## [Work task]
Wherever the string "covered" occurs in a line of these records, report that line.

[Natural-language object grounding data]

· · · ·

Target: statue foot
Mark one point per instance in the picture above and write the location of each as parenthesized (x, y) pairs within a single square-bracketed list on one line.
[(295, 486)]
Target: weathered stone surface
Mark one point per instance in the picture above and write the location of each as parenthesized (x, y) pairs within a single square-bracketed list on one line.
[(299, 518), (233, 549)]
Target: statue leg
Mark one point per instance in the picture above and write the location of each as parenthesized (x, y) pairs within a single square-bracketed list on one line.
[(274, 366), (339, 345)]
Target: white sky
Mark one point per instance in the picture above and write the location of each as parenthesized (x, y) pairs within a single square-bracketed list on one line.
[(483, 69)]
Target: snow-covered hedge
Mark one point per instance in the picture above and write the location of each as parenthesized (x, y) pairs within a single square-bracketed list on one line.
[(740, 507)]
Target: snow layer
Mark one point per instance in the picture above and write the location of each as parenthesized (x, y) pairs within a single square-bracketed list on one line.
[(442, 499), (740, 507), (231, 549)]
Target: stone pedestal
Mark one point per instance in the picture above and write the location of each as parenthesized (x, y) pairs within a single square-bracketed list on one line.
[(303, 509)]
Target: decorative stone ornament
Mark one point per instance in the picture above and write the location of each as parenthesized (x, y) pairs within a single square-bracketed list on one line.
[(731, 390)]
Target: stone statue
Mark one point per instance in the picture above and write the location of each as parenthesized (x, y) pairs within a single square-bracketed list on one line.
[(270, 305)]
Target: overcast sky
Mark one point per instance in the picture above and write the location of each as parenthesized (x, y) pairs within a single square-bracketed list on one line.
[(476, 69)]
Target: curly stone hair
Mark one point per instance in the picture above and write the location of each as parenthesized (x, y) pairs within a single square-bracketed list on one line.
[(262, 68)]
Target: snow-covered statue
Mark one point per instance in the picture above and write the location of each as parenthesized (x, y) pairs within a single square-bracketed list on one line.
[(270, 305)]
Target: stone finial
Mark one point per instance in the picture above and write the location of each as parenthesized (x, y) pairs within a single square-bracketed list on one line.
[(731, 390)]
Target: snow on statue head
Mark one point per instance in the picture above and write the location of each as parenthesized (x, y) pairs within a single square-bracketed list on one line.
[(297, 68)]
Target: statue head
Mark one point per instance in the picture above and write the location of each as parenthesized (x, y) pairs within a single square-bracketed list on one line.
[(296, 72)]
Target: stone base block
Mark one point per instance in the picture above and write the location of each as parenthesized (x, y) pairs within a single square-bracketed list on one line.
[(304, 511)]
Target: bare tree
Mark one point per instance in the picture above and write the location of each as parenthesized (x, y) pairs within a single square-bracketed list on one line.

· · · ·

## [Finished exercise]
Target: snow-covered hedge
Target: snow-covered statue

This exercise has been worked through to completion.